● **Exercise task A**: In the PBF Energy earnings remarks, how did the landed cost of crude into Toledo in the first quarter compare with WTI?
● **Exercise task B**: Rewrite the PBF Energy earnings remarks between "As we increase" and "Delaware City refinery.", inclusive, swapping "unit trains" for "rail shipments".
● **Exercise task C**: Write the next few sentences of the PBF Energy earnings remarks, starting after the last one shown.

● **Extracted text**:
The Mid-continent 431 crash spread averaged $16.79 a barrel, an increase over the fourth quarter average of $10.28. Our margin at Toledo was $19.09 a barrel for the first quarter. The margin in Toledo is reflective of improvements to our landed cost of crude in the quarter and the stronger product cracks.

Our landed cost of crude into Toledo in the first quarter was $1.44 a barrel under WTI. The primary driver of this cost differential was the improved Syncrude diffs realized during the quarter. On average Syncrude price is $0.99 a barrel under WTI on an FOB basis.

However, as Eric mentioned previously, it is very important to note that our landed cost can differ from the calendar quarter average for several reasons basically associated with the timing between the pricing of a deal and when it is ultimately run through the refinery. We were able to capture some of the benefit of the wider fourth quarter differentials in the first quarter as a result of this lag effect.

The Brent 211 East Coast crack averaged $11.41 a barrel, up from the fourth quarter average of $9.08. The refining margin for our East Coast system was $13.71 a barrel. On the East Coast, our landed cost of crude was about $8.23 a barrel under Brent. For the quarter we delivered 62,000 barrels per day of Bakken crude oil and about 40,000 barrels a day of Canadian heavy crudes to Delaware.

In addition to our rail-delivered crudes, we were able to take advantage of favorable pricing for some waterborne barrels that may have come about as a result of the changing crude diets that we are seeing in the Gulf Coast, as those assets take in more North American barrels. Our landed cost of crude on East Coast reflects the optionality we now have as a merchant refiner to pursue the most economic barrels available to our refiners.

We have made significant investments in our East Coast rail assets, which has given us access to increasing volumes of North American crude oils and our coastal location provides us with continued access to economic waterborne barrels. As we have said in the past, other than maintaining safe and reliable operations our ability to procure the most economic crude oils and feedstocks for all refineries is the greatest lever we have as an organization to drive the profitability of PBF Energy.

In the second quarter we expect to bring in about 75,000 to 85,000 barrels a day of light crude oil and approximately 30,000 to 40,000 barrels a day of Canadian heavy crudes into Delaware. We continue to work on expanding the capacity of both our light and heavy rail crude oil unloading facilities and expect this capacity to increase to 130,000 barrels a day of light crude oil unloading capacity and 80,000 barrels a day for heavy crude oil unloading capacity in the third quarter of this year.

As we increase our rail activities, we are also fully engaged in the industry dialog regarding increased rail safety measures. We apply the same rigorous safety practices to our all rail operations that we do across the refining business. We have voluntarily, as of April 1 of this year, taken in added safety measure of only accepting unit trains comprised solely of CPC-1232 cars or the new DOT-111A cars for delivery of Bakken crude oil to our Delaware City refinery.

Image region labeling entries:
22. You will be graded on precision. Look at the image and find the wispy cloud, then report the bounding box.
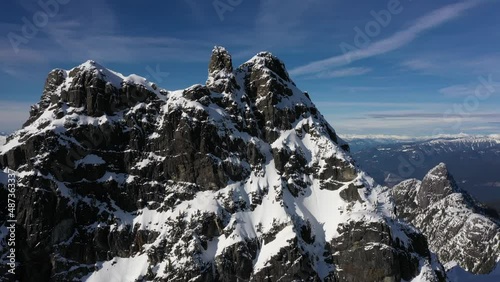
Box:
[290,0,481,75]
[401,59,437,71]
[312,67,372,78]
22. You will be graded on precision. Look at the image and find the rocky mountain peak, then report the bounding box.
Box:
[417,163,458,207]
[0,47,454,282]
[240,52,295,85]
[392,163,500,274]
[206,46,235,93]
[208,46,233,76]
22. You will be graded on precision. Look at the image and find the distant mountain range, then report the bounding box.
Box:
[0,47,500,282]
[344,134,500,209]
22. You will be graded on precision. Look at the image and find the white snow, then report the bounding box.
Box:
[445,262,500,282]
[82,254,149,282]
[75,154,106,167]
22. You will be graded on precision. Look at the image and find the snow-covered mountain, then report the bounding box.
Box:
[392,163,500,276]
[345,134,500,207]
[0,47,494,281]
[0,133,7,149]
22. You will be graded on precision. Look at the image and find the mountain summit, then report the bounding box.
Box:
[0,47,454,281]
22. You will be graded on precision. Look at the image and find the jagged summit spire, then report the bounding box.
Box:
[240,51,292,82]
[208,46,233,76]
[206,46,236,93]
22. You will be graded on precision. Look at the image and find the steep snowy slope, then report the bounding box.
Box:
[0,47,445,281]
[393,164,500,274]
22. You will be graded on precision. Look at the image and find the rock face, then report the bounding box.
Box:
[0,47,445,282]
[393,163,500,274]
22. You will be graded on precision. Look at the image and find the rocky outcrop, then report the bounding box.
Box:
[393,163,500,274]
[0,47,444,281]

---

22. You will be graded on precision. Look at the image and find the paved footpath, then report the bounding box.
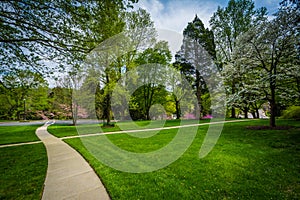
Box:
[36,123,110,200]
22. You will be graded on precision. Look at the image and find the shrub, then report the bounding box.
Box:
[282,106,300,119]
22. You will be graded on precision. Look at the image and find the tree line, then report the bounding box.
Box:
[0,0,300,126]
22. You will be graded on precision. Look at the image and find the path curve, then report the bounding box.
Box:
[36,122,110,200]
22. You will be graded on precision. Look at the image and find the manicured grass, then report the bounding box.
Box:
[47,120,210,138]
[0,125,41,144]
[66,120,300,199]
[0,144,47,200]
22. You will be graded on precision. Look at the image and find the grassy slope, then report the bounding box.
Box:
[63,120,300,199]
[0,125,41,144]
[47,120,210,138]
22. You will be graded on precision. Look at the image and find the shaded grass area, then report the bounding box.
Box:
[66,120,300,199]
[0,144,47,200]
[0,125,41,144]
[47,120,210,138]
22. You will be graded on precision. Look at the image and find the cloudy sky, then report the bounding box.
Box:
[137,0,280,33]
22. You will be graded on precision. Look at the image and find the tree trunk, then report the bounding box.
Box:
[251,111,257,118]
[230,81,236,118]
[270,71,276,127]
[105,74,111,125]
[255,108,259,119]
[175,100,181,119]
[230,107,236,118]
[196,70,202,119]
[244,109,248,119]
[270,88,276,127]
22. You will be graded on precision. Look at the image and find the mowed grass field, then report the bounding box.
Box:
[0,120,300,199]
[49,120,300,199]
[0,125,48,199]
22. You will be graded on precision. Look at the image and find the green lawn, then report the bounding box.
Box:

==

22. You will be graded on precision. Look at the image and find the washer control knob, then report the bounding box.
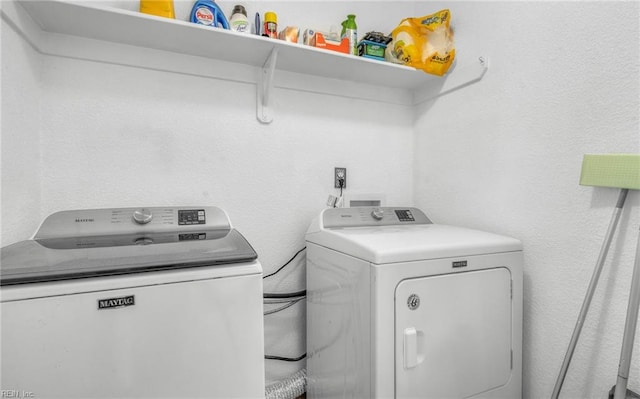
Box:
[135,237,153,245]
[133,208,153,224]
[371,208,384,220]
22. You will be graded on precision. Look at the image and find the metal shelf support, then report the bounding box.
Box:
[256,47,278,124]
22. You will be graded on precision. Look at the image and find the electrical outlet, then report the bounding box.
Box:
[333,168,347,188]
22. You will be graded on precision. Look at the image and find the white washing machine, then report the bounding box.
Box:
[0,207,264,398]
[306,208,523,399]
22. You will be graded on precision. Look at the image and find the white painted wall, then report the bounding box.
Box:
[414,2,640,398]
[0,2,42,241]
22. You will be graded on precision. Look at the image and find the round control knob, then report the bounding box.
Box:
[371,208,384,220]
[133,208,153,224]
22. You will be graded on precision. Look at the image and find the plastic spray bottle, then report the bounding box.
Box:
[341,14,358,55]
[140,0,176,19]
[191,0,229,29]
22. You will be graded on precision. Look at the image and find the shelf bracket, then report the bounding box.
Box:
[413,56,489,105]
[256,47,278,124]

● **Right answer A**: It was $1.44 a barrel under WTI.

● **Right answer B**:
As we increase our rail activities, we are also fully engaged in the industry dialog regarding increased rail safety measures. We apply the same rigorous safety practices to our all rail operations that we do across the refining business. We have voluntarily, as of April 1 of this year, taken in added safety measure of only accepting rail shipments comprised solely of CPC-1232 cars or the new DOT-111A cars for delivery of Bakken crude oil to our Delaware City refinery.

● **Right answer C**:
Additionally, as of June 30, 100% of the Canadian crude unloading activities at Delaware will be from new style DOT-111A railcars. We feel that using the safest cars available in all unit trains going to the refineries is an important step to increase the safety of our operations and the responsible thing to do for the communities in which we operate.

While the second quarter of 2014, we expect Atlantic crude costs excluding any hedging or LIFO effects to be about $2 to $3 a barrel over WTI for Toledo and $5 to $6 a barrel under Brent for the East Coast.

Looking forward we continue to see the benefits of increasing our ability to import greater quantities of North American crude into our East Coast systems. It is unwise to claim victory in the cyclical and volatile industry, but our strong first quarter results are demonstrative of our efforts to increase the profitability of our company.

Our strategy of sourcing low cost feedstocks for our sytem by procuring additional volumes in North American crude has proven and should continue to prove profitable for our refineries. And our flexibility to take advantage of opportunities when any waterborne crude oils become economically advantageous, provides us with the ability to react quickly to favorable market conditions and with reliable operations catch you the benefits.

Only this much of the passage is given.